___ Data to process

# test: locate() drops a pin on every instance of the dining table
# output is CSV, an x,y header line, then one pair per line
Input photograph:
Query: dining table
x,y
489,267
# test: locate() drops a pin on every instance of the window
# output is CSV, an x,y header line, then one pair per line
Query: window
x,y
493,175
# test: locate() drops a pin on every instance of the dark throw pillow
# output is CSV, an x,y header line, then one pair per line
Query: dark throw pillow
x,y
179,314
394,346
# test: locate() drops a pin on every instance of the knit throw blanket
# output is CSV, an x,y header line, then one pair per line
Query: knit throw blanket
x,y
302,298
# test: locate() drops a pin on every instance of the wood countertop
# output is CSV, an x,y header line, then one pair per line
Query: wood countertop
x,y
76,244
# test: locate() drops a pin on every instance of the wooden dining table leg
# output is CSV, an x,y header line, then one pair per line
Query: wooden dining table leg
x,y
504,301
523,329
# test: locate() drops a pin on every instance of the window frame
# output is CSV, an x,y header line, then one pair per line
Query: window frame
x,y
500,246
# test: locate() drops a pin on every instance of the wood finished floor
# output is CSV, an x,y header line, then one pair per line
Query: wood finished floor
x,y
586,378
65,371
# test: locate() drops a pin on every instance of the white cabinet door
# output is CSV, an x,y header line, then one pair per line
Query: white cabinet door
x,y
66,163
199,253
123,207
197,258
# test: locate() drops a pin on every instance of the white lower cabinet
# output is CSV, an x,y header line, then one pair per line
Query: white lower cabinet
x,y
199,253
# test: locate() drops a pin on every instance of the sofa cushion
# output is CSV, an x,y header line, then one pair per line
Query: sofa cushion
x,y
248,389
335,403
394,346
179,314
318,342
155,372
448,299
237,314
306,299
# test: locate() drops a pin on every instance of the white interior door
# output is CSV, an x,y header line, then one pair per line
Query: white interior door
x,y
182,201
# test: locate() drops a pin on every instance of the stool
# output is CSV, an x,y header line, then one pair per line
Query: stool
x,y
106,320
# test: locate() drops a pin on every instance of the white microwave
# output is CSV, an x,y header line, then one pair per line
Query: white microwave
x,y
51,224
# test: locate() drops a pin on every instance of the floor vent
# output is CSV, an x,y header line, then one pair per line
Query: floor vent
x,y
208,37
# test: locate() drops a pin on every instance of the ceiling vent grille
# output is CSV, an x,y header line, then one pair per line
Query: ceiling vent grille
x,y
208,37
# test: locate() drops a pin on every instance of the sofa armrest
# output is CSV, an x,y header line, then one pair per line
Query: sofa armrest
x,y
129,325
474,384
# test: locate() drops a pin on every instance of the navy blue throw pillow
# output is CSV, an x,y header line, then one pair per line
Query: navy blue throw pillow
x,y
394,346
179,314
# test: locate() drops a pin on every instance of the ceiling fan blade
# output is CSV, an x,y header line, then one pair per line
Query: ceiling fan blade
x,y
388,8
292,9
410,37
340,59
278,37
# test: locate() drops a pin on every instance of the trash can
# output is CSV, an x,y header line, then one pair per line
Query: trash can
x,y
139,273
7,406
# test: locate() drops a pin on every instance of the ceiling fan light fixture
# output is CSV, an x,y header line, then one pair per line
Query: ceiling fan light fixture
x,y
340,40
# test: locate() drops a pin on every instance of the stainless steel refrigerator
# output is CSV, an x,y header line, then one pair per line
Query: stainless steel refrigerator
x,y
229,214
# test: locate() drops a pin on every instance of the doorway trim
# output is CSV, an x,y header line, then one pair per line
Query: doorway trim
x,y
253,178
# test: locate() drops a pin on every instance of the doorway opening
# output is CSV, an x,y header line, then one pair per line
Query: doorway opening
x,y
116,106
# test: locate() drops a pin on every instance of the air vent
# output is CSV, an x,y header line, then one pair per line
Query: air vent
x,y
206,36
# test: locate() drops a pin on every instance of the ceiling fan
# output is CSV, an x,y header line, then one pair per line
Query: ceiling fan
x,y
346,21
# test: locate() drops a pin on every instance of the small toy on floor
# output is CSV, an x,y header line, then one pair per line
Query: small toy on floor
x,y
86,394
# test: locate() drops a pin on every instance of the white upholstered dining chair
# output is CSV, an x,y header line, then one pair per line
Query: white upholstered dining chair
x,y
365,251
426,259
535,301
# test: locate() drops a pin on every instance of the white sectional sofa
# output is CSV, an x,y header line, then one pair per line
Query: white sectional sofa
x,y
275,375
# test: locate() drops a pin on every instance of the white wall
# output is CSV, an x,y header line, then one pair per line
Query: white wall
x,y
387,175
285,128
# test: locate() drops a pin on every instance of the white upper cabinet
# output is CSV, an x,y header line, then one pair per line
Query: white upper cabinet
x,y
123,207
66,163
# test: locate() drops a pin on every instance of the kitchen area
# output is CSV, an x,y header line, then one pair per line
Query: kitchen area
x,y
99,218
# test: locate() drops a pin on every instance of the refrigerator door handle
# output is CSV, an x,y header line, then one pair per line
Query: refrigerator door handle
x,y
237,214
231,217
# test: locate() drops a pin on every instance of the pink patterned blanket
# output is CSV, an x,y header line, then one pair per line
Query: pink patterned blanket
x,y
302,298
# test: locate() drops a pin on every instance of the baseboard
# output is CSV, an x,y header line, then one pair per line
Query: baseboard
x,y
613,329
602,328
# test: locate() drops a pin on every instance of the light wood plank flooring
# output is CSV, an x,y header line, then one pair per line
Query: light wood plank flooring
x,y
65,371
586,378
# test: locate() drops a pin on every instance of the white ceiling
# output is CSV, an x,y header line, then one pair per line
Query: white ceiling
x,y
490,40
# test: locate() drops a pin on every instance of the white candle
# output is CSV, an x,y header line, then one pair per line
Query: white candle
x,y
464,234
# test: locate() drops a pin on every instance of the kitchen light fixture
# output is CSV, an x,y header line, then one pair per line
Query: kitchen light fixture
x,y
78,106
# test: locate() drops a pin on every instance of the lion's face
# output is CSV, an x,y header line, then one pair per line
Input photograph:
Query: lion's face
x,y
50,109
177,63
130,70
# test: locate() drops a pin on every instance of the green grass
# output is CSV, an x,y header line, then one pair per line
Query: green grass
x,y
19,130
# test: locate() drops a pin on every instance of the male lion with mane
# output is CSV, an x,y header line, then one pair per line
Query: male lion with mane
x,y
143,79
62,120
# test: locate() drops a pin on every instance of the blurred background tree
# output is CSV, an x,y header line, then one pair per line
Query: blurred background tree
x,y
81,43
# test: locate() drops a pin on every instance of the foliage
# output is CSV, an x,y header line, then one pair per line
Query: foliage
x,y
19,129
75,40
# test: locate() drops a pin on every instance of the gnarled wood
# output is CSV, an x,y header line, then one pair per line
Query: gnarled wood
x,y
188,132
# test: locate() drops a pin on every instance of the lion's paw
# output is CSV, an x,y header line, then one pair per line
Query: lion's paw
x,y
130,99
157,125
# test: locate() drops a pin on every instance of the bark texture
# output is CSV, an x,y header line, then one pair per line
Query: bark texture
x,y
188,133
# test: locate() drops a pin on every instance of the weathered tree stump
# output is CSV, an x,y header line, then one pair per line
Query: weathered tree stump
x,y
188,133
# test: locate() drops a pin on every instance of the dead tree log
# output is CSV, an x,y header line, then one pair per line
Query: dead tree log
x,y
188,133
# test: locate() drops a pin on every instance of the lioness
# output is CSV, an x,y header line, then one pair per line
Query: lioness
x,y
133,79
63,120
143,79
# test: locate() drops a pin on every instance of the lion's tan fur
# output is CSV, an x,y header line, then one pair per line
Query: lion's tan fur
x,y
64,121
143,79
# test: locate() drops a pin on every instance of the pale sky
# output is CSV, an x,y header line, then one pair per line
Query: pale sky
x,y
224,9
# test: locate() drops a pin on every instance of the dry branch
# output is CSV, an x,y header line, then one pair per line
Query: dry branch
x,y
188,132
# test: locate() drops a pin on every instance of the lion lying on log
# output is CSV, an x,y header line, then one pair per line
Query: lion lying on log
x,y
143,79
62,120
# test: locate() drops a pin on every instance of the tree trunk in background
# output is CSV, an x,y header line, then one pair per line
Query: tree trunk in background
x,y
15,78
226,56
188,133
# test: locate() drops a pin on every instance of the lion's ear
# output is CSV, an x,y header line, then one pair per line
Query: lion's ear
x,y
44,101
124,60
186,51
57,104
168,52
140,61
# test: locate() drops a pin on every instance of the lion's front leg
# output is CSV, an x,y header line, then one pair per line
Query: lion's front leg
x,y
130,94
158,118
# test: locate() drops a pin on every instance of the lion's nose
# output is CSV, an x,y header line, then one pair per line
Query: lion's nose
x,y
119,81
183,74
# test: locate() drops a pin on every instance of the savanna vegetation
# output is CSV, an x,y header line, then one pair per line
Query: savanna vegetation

______

> Exercise objective
Repeat only the stretch of lines that begins at the line containing "the lion lying on log" and ends at the last line above, both included.

> Answer for this exercise
# test: locate() drops a pin on every instance of the lion lying on log
# output is CSV, an x,y header line, then one pair per line
Query: lion lying on log
x,y
143,79
62,120
# test: locate() drops a pin on every instance of the tree trunk in background
# output is CSV, an x,y header line, then one pair per line
Query: tree trunk in background
x,y
15,78
226,56
188,133
# test: locate() drops a pin on every instance of the lion's ear
# output is CSV, an x,y header line, then one pair per line
Query: lion's ear
x,y
44,101
124,60
186,51
57,104
168,52
140,61
# test: locate() drops a pin on every instance of the lion's front leg
# output is CSV, an x,y header line, then one pair per line
Query: lion's front leg
x,y
130,94
158,118
# test: locate() drops a pin on every instance of the lion's nose
# output is CSV, an x,y header line, then one pair per line
Query: lion's nose
x,y
119,81
183,74
# test: locate() drops a pin on every instance of the savanna vegetation
# output is CSV, an x,y header line, then one pair per line
Query: savanna vegetation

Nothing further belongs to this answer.